The interest of the distinction between analog and digital machines is even more striking if we consider the relationship between semantics and syntax in these two forms of communication. . . . It is impossible to translate the rich semantics of the analog into any digital form for communication to another organism. This is true both of the most trivial sensations (biting you tongue, for example) and the most enviable situations (being in love). It is impossible to precisely describe such events except by recourse to unnamable common experience (a continuum). But this imprecision carries with it a fundamental and probably essential ambiguity: a clenched fist [for example] may communicate excitement, fear, anger, impending assault, frustration, ‘Good morning’, or revolutionary zeal. The digital, on the other hand, because it is concerned with boundaries and because it depends upon arbitrary combination, has all the syntax  to be precise and may be entirely unambiguous. Thus what the analog gains in semantics it loses in syntactics, and what the digital gains in syntactics it loses in semantics. Thus it is that because the analog does not possess the syntax necessary to say ‘No’ or to say anything involving ‘not’, one can REFUSE or REJECT in the analog but one cannot DENY or NEGATE.(pp.162-163)

. . .

 

He goes on to discuss the unique qualities of humans, as distinct from other organisms, in the functional use of these two processes of communication, analog and digital.

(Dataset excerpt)

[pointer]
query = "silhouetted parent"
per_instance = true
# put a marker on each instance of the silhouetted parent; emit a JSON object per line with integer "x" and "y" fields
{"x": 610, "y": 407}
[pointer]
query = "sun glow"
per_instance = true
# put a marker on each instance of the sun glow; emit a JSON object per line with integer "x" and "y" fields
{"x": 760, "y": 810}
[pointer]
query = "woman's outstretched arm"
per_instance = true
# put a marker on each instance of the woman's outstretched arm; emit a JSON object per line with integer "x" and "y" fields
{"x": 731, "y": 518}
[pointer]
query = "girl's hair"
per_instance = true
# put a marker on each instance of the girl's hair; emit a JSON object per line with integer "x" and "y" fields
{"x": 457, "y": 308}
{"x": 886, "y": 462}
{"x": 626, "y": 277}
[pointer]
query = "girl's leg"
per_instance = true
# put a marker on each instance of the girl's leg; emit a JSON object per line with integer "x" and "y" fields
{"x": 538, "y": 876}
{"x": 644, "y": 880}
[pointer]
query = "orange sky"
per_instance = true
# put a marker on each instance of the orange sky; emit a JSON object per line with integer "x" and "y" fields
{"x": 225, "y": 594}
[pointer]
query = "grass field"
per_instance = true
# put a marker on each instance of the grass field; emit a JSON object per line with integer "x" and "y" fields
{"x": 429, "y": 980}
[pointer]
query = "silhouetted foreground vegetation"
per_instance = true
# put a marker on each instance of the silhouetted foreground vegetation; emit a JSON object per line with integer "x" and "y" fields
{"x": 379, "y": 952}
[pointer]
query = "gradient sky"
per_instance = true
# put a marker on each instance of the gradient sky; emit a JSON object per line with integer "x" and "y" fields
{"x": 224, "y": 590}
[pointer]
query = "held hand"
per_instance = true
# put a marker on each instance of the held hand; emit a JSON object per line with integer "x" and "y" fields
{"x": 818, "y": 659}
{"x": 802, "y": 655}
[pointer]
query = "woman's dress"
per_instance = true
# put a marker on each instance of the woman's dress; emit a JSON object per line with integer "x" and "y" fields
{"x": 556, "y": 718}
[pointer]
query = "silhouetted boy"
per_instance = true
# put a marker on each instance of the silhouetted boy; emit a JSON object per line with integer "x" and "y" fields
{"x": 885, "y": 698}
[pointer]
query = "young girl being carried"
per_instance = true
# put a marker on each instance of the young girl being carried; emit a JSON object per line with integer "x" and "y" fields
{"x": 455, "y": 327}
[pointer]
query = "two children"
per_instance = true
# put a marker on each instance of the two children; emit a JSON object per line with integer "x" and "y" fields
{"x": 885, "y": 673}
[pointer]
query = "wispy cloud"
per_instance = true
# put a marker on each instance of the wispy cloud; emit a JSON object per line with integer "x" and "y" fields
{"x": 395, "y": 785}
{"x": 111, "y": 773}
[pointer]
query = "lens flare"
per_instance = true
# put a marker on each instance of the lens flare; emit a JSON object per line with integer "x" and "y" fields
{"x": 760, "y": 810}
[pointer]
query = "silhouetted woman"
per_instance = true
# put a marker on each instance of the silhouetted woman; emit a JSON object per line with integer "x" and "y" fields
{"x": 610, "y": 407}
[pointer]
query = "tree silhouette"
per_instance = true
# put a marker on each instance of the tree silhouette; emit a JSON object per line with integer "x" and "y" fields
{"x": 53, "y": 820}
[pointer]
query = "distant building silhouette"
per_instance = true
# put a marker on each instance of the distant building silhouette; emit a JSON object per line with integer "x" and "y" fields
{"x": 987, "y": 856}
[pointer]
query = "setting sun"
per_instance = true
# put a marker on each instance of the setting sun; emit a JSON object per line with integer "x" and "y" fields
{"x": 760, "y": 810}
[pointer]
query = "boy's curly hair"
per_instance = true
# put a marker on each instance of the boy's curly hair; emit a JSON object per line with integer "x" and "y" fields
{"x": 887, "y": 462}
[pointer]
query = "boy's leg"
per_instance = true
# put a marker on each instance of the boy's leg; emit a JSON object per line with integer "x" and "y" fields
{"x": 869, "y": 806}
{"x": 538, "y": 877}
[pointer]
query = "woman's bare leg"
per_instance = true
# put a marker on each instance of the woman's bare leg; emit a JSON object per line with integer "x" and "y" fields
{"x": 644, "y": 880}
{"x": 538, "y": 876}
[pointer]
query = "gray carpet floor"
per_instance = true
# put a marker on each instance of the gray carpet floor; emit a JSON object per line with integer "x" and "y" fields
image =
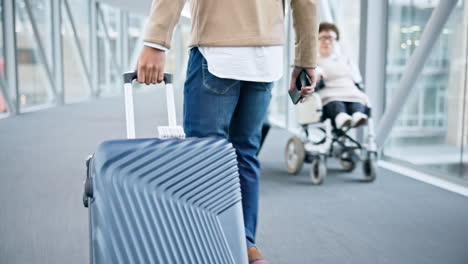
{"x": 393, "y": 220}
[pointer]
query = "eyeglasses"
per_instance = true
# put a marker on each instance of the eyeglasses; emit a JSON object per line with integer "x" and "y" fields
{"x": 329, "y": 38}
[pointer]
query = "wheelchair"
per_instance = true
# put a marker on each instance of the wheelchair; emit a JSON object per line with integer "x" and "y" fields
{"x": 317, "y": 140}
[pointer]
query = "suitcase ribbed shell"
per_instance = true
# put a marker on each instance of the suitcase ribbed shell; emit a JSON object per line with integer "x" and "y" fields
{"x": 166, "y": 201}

...

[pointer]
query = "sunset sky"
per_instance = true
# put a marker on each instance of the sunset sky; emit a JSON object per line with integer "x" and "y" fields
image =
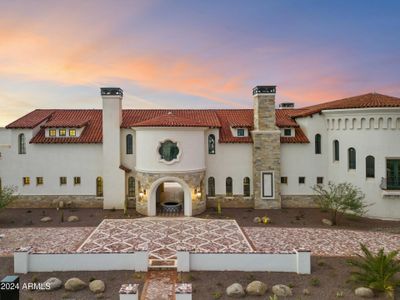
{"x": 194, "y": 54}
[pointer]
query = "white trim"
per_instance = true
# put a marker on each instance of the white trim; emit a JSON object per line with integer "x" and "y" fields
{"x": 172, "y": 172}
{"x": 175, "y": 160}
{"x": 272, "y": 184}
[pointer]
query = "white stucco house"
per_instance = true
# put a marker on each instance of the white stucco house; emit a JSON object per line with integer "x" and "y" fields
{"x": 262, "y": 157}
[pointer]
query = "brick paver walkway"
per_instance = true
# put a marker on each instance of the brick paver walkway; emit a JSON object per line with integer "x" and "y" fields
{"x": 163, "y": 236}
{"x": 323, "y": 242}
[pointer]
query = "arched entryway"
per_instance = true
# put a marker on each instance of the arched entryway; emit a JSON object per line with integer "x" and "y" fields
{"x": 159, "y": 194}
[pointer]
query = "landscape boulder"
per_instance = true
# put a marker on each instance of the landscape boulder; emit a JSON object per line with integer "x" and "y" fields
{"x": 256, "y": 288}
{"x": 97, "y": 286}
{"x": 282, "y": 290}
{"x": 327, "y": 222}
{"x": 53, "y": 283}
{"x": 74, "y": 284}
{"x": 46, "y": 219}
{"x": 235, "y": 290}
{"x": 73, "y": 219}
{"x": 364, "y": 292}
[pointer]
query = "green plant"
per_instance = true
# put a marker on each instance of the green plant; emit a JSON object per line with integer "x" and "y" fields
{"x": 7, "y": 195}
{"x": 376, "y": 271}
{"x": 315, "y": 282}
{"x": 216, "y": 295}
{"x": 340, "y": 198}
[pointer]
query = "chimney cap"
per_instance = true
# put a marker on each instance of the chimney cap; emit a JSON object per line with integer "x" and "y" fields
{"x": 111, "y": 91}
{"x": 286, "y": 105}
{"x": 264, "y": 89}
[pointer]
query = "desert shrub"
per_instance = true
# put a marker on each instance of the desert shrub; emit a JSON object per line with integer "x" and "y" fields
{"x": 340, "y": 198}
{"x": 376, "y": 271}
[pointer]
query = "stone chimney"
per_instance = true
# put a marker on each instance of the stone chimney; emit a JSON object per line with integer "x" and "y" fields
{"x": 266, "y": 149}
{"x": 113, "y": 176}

■ INSTRUCTIONS TO FOLLOW ■
Can you retype the whole passage above on analog and digital communication, word for word?

■ SOLUTION TO THIS PROBLEM ■
The interest of the distinction between analog and digital machines is even more striking if we consider the relationship between semantics and syntax in these two forms of communication. . . . It is impossible to translate the rich semantics of the analog into any digital form for communication to another organism. This is true both of the most trivial sensations (biting you tongue, for example) and the most enviable situations (being in love). It is impossible to precisely describe such events except by recourse to unnamable common experience (a continuum). But this imprecision carries with it a fundamental and probably essential ambiguity: a clenched fist [for example] may communicate excitement, fear, anger, impending assault, frustration, ‘Good morning’, or revolutionary zeal. The digital, on the other hand, because it is concerned with boundaries and because it depends upon arbitrary combination, has all the syntax  to be precise and may be entirely unambiguous. Thus what the analog gains in semantics it loses in syntactics, and what the digital gains in syntactics it loses in semantics. Thus it is that because the analog does not possess the syntax necessary to say ‘No’ or to say anything involving ‘not’, one can REFUSE or REJECT in the analog but one cannot DENY or NEGATE.(pp.162-163)

. . .

 

He goes on to discuss the unique qualities of humans, as distinct from other organisms, in the functional use of these two processes of communication, analog and digital.